Problem statement |
Please quote every one of the items below word for word, keeping their order.

___ Available data ___

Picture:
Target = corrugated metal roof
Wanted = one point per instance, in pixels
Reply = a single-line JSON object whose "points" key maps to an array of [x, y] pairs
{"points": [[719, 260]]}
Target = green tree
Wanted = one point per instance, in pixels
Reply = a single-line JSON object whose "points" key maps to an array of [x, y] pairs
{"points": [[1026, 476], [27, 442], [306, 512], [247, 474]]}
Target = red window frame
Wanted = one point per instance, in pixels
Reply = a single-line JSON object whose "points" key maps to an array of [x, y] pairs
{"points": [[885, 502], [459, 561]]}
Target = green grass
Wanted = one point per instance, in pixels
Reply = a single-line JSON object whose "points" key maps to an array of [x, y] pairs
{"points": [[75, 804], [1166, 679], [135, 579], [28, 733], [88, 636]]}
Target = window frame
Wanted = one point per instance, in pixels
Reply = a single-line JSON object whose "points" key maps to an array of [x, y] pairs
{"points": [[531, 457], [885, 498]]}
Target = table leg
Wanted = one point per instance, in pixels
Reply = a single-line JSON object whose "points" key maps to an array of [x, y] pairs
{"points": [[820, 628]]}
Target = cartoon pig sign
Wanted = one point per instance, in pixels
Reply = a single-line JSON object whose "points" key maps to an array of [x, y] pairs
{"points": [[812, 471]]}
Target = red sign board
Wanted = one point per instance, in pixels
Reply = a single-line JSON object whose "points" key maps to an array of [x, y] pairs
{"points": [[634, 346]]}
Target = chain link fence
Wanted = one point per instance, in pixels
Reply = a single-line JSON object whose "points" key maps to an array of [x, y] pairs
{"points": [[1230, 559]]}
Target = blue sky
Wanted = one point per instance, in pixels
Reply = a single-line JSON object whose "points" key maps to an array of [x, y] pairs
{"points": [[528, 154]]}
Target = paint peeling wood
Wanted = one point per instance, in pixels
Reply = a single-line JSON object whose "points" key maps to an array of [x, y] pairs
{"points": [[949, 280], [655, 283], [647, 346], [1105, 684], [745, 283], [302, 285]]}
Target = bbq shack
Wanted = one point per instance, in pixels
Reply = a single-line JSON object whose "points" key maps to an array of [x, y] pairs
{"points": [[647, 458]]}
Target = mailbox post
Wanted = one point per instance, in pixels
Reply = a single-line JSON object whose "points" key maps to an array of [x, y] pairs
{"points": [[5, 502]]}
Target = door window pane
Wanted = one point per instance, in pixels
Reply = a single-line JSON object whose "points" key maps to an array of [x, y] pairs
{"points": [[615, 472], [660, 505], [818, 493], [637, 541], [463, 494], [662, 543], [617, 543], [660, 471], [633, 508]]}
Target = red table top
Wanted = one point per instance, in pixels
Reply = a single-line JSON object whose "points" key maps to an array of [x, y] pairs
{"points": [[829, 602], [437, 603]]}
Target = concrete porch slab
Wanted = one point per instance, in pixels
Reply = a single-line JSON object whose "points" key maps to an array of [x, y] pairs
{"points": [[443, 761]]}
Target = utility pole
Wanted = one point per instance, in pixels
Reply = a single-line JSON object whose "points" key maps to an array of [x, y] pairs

___

Finished task |
Picture:
Target = corrugated metal roof
Wanted = one point per instance, in pixels
Reply = a single-line JSON object whose "points" key maps to an array of [x, y] pairs
{"points": [[719, 260]]}
Target = green tree
Wanted = one point per instance, in pixels
Reply = a single-line JSON object whose "points" key maps to an array of [x, y] pairs
{"points": [[1026, 476], [27, 442], [306, 512], [247, 474]]}
Target = red window frame
Wanted = one point per instance, in pixels
Reply = a single-line JSON object whose "points" key maps to an array of [x, y] pairs
{"points": [[885, 502], [459, 561]]}
Target = green grass
Wanted = one point per instance, in pixels
Reply = a single-line JSON object whose "points" key maps to an array of [x, y] pairs
{"points": [[75, 804], [1166, 679], [135, 579], [28, 733], [88, 636]]}
Target = window frame
Wanted = one point per instance, in pixels
Reply = a single-line JSON object whose "points" key maps to an array of [x, y] pairs
{"points": [[531, 457], [885, 498]]}
Target = table leg
Wanted = one point per instance, in pixels
Reply = a single-line JSON object whose "points" key maps to an array of [x, y] pairs
{"points": [[820, 628]]}
Target = cartoon pig sign
Wanted = one point per instance, in pixels
Reply = a single-line JSON object whose "points" key maps to an array of [x, y] pairs
{"points": [[812, 471]]}
Target = red sign board
Wanted = one point per instance, in pixels
Reply = a single-line JSON object whose "points" key maps to an array of [x, y] pairs
{"points": [[634, 346]]}
Target = chain link fence
Wanted = one point per instance, in pixels
Reply = a single-line JSON object whose "points" key maps to an array of [x, y] pairs
{"points": [[1230, 559]]}
Target = blue sky
Wanted = one point per instance, in pixels
Reply = a single-line JSON object whose "points" key maps to an array of [x, y] pairs
{"points": [[528, 154]]}
Target = paint peeling wood
Wanted = one point per instance, in pixels
Reply = a single-line JSON object whose "points" key maps to an array of [x, y] pairs
{"points": [[949, 280], [655, 283], [647, 346], [1105, 684], [745, 283], [302, 285]]}
Target = bbq shack
Wanted = one point per instance, in pixels
Reply = a single-line JSON object whose "points" key maps to an array of [x, y] pairs
{"points": [[647, 458]]}
Target = mailbox post
Wanted = one point per instance, in pixels
Reply = a single-line JSON object whose "points" key maps to an array of [x, y] pairs
{"points": [[5, 502]]}
Target = door window pane
Wanted = one point per instance, in pixels
Reply = a single-line JSON object whose "points" key maps to an array of [x, y] pairs
{"points": [[615, 472], [660, 505], [818, 493], [637, 541], [463, 494], [662, 543], [617, 543], [660, 471], [633, 508]]}
Target = red table top
Wanted = one point per instance, in pixels
Reply = a single-line JSON object whose "points" key maps to an array of [x, y] pairs
{"points": [[829, 602], [437, 603]]}
Target = concrete porch slab
Wanted = one point per instance, in pixels
Reply = a single-line JSON object whose "points" key maps to an array of [x, y] pairs
{"points": [[443, 761]]}
Target = utility pole
Wanted = one point per instance, in pixels
Reply = a single-line JSON object whose "points" key maps to an array of [x, y] pairs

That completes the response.